Background and announcement 
On April 1, 2016, member Nick Carter told "Entertainment Tonight" that the group signed a deal with Live Nation for a nine-show "test residency" in Las Vegas. AJ McLean confirmed the deal, telling "Us Weekly" that the residency would begin in January 2017.

On September 23, the Backstreet Boys confirmed their Vegas residency happening in 2017 titled Backstreet Boys: Larger Than Life.

Reception 
According to KVVU-TV 's report, "Backstreet Boys: Larger Than Life" is the fastest-selling residency in Las Vegas in history. It is also the first time that Planet Hollywood has opened up balcony seats for headliner, making the theater 2000 seats bigger than fellow headliners Jennifer Lopez and Britney Spears.

Performance and show elements
The band was backed by an eclectic band of musicians and a DJ, and a complement of ten backup dancers (five male and five female), like their past tour (Into the Millennium Tour). The band would sometimes split up and perform with one member to each side or corner of the stage, but for much of the show, they performed to one side at a time, circling the stage (often as part of the choreographed dancing) throughout each song. A video feed of the show was shown on video screens on both sides of the overhead lighting rig.

The boys began each show in a curtained-off enclosure on the venue's floor. They, dressed in purely white outfits that were reminiscent of their Millennium album cover, first descended from glowing blue and white boxes inside the Axis (now Zappos) theater, and they turned towards the audience before starting the first song, "Larger Than Life." Next, the dancers came out from behind the boxes and performed with them.

The boys used several costume changes during the show. Two versions of these costumes were built: The first encore outfits featured pink and black clothes to match. The later outfits (introduced as of February 2018 on the second leg of the residency) for the encore featured 90s clothes designed for each member. The dancers also wore white encore outfits.

After the first three songs (The One and Get Down (You're the One for Me)), A.J. McLean would greet the audience as Nick Carter would either toss a used sweat towel or a signed water bottle into one of the pit seats. It would be caught by the hands of a fan in the VIP seats (three times he brought his son Odin on stage), and Kevin Richardson would Initially finish by introducing the song "Drowning, followed by "Incomplete" and then "Quit Playing Games (With My Heart)."

Goals:
1. In the residency article, which venue opened balcony seats for a headliner for the first time?
2. Extend the residency article, picking up right after its final sentence.

Provided information:
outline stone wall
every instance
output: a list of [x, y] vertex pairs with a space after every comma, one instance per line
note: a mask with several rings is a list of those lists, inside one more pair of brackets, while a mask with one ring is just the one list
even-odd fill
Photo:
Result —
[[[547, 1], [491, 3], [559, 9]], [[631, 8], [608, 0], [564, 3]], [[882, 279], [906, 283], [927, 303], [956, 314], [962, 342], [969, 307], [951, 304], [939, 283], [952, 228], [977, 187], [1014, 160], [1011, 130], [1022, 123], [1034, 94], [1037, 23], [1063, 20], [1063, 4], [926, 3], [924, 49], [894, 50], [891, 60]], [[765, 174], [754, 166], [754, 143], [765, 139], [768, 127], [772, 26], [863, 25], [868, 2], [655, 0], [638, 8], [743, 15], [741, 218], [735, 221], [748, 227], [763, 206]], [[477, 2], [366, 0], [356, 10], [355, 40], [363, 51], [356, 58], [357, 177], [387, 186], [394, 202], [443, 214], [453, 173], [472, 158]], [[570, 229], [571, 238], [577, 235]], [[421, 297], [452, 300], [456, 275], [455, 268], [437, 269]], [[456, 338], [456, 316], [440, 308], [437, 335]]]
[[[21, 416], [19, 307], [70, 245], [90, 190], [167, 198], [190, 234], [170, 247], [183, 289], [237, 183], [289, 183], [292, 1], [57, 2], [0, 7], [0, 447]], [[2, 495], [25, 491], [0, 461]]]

Outputs by task:
1. Planet Hollywood.

2.
A never-before-seen home video montage using "Boys Will Be Boys" allowed the band to change into black sequin suits. Next, an instrumental number featuring the dancers performing a dance number before They were raised on the central platform with mic stands to sing "Show Me The Meaning Of Being Lonely," before coming down to a melody of ballads "I'll Never Break Your Heart," "Anywhere for You" and "Darlin'" (The two songs were later changed to Quit Playing Games). Next, "Undone" featured five female dancers descending the steps to the track while the boys remained on stage until the dancer came down to the band members to do a dance number. Later, Brian Littrell were come out to discuss the song or share about each fan moment. Next, They performed "As Long As You Love Me" with the song's signature "chair routine."

The never-before-seen home videos of the group members' past tours, performances, and award shows with their song "Everyone" was played as the boys changed into red, black, and leather outfits for the next songs "The Call," "We've Got It Goin' On" and "Get Another Boyfriend." Howie Dorough would be the last to talk and thank the fans for supporting them throughout the years of their career. Afterward, the band would sit down on the steps for the next song, "More Than That" (Later shows, they would interact with the audience).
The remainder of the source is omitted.